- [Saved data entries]

┌──

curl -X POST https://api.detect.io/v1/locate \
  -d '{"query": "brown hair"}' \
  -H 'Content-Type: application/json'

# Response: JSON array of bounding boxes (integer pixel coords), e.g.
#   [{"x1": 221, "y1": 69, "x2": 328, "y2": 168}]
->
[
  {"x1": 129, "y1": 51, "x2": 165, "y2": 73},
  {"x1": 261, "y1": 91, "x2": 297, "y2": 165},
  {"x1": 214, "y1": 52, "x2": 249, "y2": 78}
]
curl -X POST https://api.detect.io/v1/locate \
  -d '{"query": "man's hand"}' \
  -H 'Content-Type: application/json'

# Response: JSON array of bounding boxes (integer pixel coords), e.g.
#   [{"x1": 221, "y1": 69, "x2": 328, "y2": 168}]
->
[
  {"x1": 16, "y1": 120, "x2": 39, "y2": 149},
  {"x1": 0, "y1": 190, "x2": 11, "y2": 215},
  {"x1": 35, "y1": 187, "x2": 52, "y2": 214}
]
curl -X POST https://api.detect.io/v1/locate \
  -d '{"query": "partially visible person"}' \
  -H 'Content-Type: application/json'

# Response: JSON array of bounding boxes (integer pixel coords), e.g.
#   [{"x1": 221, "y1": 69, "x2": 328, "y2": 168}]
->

└──

- [What is being asked] Copy every line of the entries above in which "query" occurs.

- [Output below]
  -d '{"query": "brown hair"}' \
  -d '{"query": "man's hand"}' \
  -d '{"query": "partially visible person"}' \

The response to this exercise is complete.